WORK INSTRUCTIONS: Both the line containing "negative clicks: (781, 610)" and the line containing "528L628 550V578L690 619L781" belong to the span. Output exactly that span from the listing below, and nothing outside it.

SOURCE RECORDS:

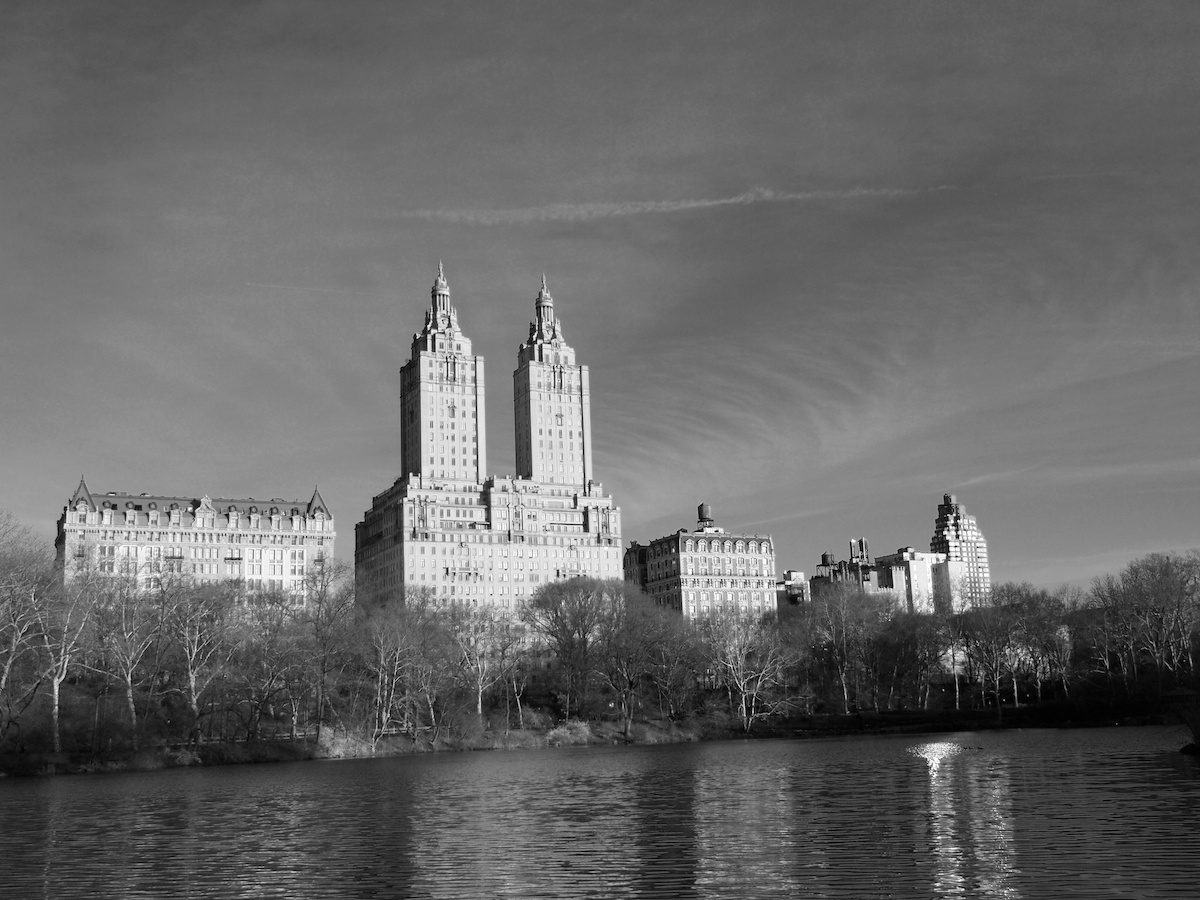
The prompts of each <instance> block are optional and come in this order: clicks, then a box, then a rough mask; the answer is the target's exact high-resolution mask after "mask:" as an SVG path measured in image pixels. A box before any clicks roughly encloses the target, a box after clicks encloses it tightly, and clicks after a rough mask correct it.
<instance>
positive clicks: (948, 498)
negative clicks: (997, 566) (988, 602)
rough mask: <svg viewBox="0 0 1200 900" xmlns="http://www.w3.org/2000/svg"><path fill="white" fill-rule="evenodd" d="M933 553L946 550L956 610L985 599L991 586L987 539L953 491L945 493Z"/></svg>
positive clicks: (940, 506)
mask: <svg viewBox="0 0 1200 900" xmlns="http://www.w3.org/2000/svg"><path fill="white" fill-rule="evenodd" d="M929 550H930V551H931V552H934V553H943V554H946V565H947V578H948V582H949V592H950V595H952V596H953V599H954V608H955V611H958V610H960V608H962V607H964V606H972V605H974V604H977V602H980V601H983V600H984V599H985V598H986V596H988V594H989V592H990V590H991V572H990V570H989V568H988V541H986V540H984V536H983V532H980V530H979V526H978V523H977V522H976V517H974V516H971V515H967V511H966V508H964V505H962V504H961V503H959V502H958V500H956V499H955V498H954V494H952V493H948V494H943V496H942V502H941V503H940V504H938V506H937V518H936V520H935V522H934V538H932V539H931V540H930V542H929Z"/></svg>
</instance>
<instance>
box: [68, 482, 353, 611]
mask: <svg viewBox="0 0 1200 900" xmlns="http://www.w3.org/2000/svg"><path fill="white" fill-rule="evenodd" d="M336 536H337V534H336V532H335V529H334V517H332V515H330V512H329V508H328V506H326V505H325V502H324V499H322V497H320V492H319V491H313V494H312V498H311V499H308V500H284V499H280V498H275V499H270V500H256V499H254V498H242V499H224V498H222V499H212V498H210V497H208V496H204V497H202V498H199V499H196V498H190V497H176V496H166V494H149V493H139V494H132V493H121V492H110V493H95V494H94V493H92V492H91V491H89V490H88V485H86V484H85V482H84V480H83V479H80V480H79V486H78V487H77V488H76V492H74V493H73V494H72V497H71V499H70V500H68V502H67V505H66V508H65V509H64V510H62V515H61V516H60V518H59V522H58V538H56V539H55V544H54V546H55V552H56V559H58V564H59V569H60V571H61V574H62V578H64V581H65V582H66V583H71V582H73V581H76V580H77V578H79V577H82V576H84V575H85V574H88V575H91V574H95V575H100V576H102V577H108V576H110V577H114V578H132V580H134V582H136V584H137V587H138V588H139V589H146V590H150V589H155V588H157V587H158V586H160V584H161V583H162V580H163V577H166V576H182V577H186V578H188V580H191V581H193V582H196V583H212V582H220V581H228V580H233V581H238V582H241V583H242V584H244V586H245V587H246V589H248V590H280V592H286V593H289V594H290V595H292V596H294V598H296V599H298V600H301V599H302V598H304V590H305V584H306V582H307V580H308V576H310V575H312V574H314V571H316V570H317V568H319V566H322V565H324V564H325V562H326V560H329V559H331V558H332V556H334V540H335V538H336Z"/></svg>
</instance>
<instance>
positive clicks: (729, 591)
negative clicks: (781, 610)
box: [624, 504, 778, 619]
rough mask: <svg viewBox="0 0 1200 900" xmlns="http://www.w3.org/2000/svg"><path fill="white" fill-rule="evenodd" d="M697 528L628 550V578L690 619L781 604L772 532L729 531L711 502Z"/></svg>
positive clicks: (698, 523) (647, 591)
mask: <svg viewBox="0 0 1200 900" xmlns="http://www.w3.org/2000/svg"><path fill="white" fill-rule="evenodd" d="M698 511H700V522H698V523H697V526H696V528H695V529H694V530H690V532H689V530H688V529H685V528H684V529H680V530H678V532H676V533H674V534H668V535H666V536H665V538H658V539H656V540H653V541H650V544H649V545H647V546H641V545H638V544H636V542H635V544H632V545H631V546H630V547H629V550H626V551H625V562H624V569H625V580H626V581H632V582H635V583H637V584H640V586H641V587H642V589H643V590H646V593H647V594H649V595H650V598H653V599H654V600H655V601H656V602H659V604H661V605H662V606H668V607H671V608H672V610H676V611H677V612H679V613H682V614H683V616H685V617H686V618H689V619H698V618H706V617H708V616H712V614H714V613H716V612H719V611H721V610H726V611H737V612H745V613H752V614H762V613H766V612H774V611H775V610H776V608H778V592H776V581H775V546H774V541H773V540H772V538H770V535H769V534H744V533H733V532H727V530H726V529H724V528H721V527H719V526H716V524H715V523H714V521H713V517H712V510H710V509H709V506H708V504H701V505H700V510H698Z"/></svg>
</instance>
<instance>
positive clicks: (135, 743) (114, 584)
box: [92, 576, 163, 750]
mask: <svg viewBox="0 0 1200 900" xmlns="http://www.w3.org/2000/svg"><path fill="white" fill-rule="evenodd" d="M162 613H163V611H162V607H160V606H158V604H156V602H155V601H154V599H152V598H151V596H149V595H146V594H145V593H143V592H140V590H138V587H137V580H136V577H133V576H131V577H127V578H112V580H108V582H107V583H106V584H103V586H102V587H101V588H100V589H98V590H97V592H96V606H95V611H94V614H92V623H94V629H95V635H96V649H97V650H98V660H100V665H97V666H92V667H94V668H96V670H98V671H101V672H102V673H103V674H107V676H110V677H112V678H114V679H116V680H118V682H119V683H120V685H121V689H122V692H124V695H125V706H126V712H127V713H128V716H130V743H131V745H132V746H133V749H134V750H137V749H138V709H137V700H136V694H137V689H138V688H139V686H140V685H142V683H143V680H144V678H145V674H146V673H145V672H144V671H143V662H144V661H145V659H146V656H148V655H149V653H150V650H151V649H152V648H154V646H155V644H156V642H157V641H158V638H160V635H161V634H162V625H163V614H162ZM150 674H151V676H152V674H154V673H150Z"/></svg>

OUTPUT OF THE EXERCISE:
negative clicks: (781, 610)
box: [624, 504, 778, 619]
rough mask: <svg viewBox="0 0 1200 900" xmlns="http://www.w3.org/2000/svg"><path fill="white" fill-rule="evenodd" d="M697 528L628 550V578L690 619L781 604L772 532L729 531L711 502Z"/></svg>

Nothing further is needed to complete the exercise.